- Task prompt
Scan the records beneath this line for the line holding "column 471, row 104" and the line holding "column 37, row 226", then transcribe exactly those two and all lines between.

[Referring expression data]

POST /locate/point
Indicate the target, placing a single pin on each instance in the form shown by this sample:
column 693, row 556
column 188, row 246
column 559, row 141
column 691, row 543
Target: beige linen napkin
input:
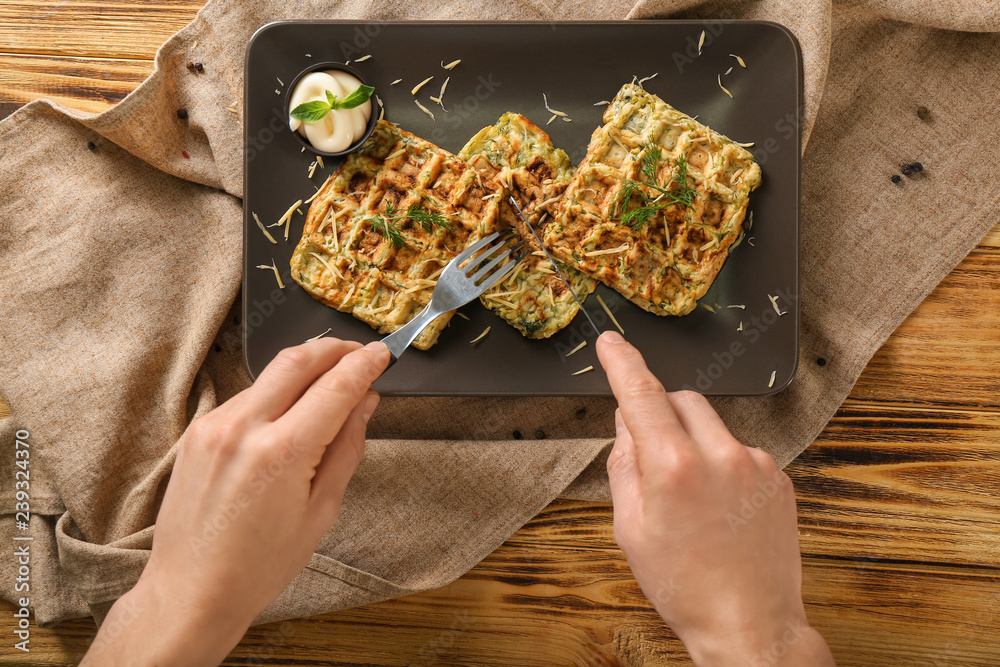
column 120, row 265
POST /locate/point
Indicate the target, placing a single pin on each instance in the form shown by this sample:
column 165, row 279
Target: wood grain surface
column 899, row 498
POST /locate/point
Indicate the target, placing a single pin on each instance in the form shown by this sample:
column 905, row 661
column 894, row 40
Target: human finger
column 646, row 411
column 623, row 470
column 340, row 461
column 291, row 373
column 317, row 417
column 701, row 421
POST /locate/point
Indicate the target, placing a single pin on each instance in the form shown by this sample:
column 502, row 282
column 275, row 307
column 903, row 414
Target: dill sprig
column 676, row 192
column 388, row 224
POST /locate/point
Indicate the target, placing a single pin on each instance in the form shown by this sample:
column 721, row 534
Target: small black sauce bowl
column 322, row 67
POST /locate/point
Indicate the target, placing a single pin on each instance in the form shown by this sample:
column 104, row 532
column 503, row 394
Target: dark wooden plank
column 92, row 28
column 87, row 84
column 947, row 352
column 889, row 484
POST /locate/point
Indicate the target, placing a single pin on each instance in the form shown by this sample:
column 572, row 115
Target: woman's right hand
column 708, row 526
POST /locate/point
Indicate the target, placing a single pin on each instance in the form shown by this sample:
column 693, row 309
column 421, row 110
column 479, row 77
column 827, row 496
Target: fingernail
column 371, row 402
column 612, row 337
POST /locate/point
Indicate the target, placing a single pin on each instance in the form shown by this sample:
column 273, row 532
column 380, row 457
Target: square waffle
column 349, row 259
column 517, row 156
column 668, row 263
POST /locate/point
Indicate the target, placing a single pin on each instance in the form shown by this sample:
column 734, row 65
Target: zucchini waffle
column 518, row 157
column 384, row 225
column 668, row 262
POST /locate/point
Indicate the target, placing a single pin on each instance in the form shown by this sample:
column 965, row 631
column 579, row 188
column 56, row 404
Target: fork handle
column 400, row 339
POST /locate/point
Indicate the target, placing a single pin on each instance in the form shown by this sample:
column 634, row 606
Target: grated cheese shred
column 610, row 314
column 420, row 85
column 606, row 251
column 309, row 340
column 277, row 276
column 262, row 228
column 424, row 109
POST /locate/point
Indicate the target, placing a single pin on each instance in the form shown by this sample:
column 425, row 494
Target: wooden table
column 899, row 498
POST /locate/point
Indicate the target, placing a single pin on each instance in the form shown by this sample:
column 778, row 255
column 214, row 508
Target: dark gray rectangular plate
column 507, row 67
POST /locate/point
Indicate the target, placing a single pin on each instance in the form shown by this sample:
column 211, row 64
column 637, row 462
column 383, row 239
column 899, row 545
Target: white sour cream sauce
column 338, row 129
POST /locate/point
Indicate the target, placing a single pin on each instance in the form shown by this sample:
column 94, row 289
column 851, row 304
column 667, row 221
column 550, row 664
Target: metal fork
column 458, row 285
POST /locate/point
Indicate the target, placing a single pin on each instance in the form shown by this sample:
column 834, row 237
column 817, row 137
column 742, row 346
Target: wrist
column 152, row 625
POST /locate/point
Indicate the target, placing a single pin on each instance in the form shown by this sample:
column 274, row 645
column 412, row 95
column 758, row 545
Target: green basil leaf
column 311, row 112
column 357, row 98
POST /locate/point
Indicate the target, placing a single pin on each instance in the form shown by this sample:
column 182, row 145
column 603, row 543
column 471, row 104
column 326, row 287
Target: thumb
column 340, row 461
column 623, row 471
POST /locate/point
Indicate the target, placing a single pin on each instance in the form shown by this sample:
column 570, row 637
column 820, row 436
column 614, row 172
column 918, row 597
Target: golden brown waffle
column 668, row 263
column 347, row 258
column 516, row 155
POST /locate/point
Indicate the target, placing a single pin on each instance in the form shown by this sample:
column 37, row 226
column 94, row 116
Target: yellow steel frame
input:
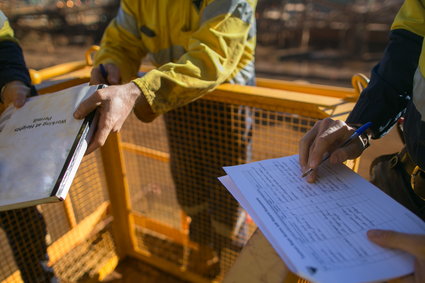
column 316, row 101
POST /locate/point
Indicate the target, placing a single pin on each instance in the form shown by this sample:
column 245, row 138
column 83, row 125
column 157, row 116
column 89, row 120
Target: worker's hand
column 113, row 75
column 15, row 92
column 412, row 244
column 325, row 138
column 114, row 104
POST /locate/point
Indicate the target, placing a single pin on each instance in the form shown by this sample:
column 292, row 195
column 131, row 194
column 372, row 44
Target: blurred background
column 323, row 41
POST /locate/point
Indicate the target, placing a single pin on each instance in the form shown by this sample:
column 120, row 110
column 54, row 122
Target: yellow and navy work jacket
column 397, row 85
column 195, row 44
column 12, row 64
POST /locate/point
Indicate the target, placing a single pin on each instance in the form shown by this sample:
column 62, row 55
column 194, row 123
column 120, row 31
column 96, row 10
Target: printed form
column 319, row 229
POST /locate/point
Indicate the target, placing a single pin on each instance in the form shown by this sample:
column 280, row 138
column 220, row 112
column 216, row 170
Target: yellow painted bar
column 69, row 212
column 147, row 152
column 280, row 100
column 55, row 71
column 118, row 189
column 333, row 91
column 178, row 236
column 169, row 267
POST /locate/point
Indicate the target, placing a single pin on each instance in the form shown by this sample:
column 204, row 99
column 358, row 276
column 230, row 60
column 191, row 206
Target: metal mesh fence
column 173, row 164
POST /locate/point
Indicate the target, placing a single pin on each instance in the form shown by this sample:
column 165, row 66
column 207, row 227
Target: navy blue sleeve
column 12, row 64
column 390, row 88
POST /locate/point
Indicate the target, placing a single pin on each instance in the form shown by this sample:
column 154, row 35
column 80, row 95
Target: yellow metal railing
column 284, row 110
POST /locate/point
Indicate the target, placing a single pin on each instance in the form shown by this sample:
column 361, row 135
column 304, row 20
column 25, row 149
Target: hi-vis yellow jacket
column 411, row 17
column 196, row 45
column 6, row 32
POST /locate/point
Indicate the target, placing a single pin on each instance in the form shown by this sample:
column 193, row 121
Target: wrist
column 365, row 136
column 142, row 108
column 8, row 85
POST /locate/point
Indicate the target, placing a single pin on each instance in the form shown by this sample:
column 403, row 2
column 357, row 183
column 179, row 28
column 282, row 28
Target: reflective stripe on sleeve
column 127, row 22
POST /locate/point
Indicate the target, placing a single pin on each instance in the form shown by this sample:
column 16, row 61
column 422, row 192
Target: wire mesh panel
column 183, row 215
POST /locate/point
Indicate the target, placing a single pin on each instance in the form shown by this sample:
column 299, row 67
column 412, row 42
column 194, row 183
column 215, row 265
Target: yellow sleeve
column 411, row 17
column 6, row 32
column 213, row 53
column 121, row 43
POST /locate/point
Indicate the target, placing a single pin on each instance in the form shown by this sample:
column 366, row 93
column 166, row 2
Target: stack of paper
column 319, row 230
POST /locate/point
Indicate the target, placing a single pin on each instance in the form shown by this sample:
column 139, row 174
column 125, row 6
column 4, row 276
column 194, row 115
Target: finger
column 312, row 177
column 331, row 134
column 350, row 151
column 305, row 145
column 410, row 243
column 103, row 129
column 16, row 94
column 89, row 104
column 96, row 77
column 114, row 74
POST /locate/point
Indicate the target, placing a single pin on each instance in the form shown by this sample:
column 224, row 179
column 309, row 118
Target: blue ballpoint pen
column 103, row 72
column 357, row 133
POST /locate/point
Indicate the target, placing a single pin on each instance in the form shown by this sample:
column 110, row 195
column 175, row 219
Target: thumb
column 410, row 243
column 114, row 74
column 351, row 151
column 88, row 105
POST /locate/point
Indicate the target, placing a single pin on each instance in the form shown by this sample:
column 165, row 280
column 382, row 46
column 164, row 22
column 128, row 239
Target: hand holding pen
column 328, row 140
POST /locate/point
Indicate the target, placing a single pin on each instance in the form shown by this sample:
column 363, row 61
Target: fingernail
column 375, row 233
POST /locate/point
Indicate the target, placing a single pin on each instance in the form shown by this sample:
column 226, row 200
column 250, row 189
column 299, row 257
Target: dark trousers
column 203, row 137
column 388, row 174
column 26, row 231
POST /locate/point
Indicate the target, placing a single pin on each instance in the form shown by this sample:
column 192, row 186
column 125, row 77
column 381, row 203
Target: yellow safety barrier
column 123, row 201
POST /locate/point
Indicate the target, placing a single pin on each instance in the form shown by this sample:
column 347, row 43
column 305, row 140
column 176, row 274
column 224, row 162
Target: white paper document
column 319, row 229
column 41, row 147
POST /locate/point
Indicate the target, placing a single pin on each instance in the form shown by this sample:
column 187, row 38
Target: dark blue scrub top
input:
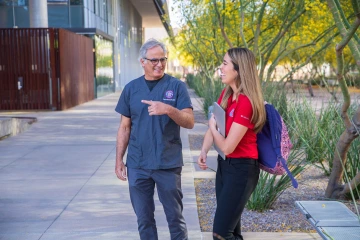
column 154, row 141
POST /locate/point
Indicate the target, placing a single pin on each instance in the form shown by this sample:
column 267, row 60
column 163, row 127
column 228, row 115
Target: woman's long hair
column 247, row 83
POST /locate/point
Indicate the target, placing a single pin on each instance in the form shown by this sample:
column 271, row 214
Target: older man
column 153, row 107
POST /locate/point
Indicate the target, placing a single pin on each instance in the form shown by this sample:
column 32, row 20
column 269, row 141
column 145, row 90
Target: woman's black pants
column 236, row 179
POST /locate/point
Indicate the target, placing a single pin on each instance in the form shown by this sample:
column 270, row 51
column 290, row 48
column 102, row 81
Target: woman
column 238, row 174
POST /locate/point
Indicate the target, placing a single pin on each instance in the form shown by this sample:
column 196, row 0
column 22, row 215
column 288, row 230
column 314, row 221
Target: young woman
column 237, row 174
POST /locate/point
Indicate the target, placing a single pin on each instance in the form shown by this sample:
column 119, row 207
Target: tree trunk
column 336, row 189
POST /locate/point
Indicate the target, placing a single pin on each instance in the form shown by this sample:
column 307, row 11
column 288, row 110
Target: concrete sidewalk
column 57, row 179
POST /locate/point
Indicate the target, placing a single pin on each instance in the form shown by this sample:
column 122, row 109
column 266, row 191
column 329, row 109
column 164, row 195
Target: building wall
column 117, row 18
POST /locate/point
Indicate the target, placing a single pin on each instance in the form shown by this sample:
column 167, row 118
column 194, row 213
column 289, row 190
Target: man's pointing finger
column 146, row 102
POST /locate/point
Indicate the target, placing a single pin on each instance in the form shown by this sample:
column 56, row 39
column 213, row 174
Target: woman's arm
column 227, row 145
column 208, row 141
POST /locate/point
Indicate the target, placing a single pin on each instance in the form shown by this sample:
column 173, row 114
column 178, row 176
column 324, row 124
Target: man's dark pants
column 168, row 183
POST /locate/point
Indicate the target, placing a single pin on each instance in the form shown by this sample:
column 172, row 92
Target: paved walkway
column 57, row 180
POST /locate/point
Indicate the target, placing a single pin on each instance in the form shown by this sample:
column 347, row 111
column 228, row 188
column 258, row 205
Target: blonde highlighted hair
column 248, row 83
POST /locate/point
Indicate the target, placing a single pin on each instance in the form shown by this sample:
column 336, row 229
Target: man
column 153, row 107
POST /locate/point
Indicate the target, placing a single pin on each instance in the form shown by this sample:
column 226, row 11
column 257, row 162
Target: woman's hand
column 212, row 122
column 202, row 160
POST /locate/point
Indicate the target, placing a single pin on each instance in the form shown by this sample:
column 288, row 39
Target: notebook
column 219, row 114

- Response below
column 471, row 104
column 326, row 287
Target: thumb
column 340, row 461
column 623, row 471
POST /locate/point
Indicate the target, placing a single pin on each instance in the form shown by this sample:
column 570, row 637
column 820, row 436
column 614, row 172
column 918, row 597
Target: golden brown waffle
column 668, row 263
column 347, row 258
column 516, row 155
POST /locate/point
Indicate the target, placing a single pin on each instance in the form shown by this sample:
column 37, row 226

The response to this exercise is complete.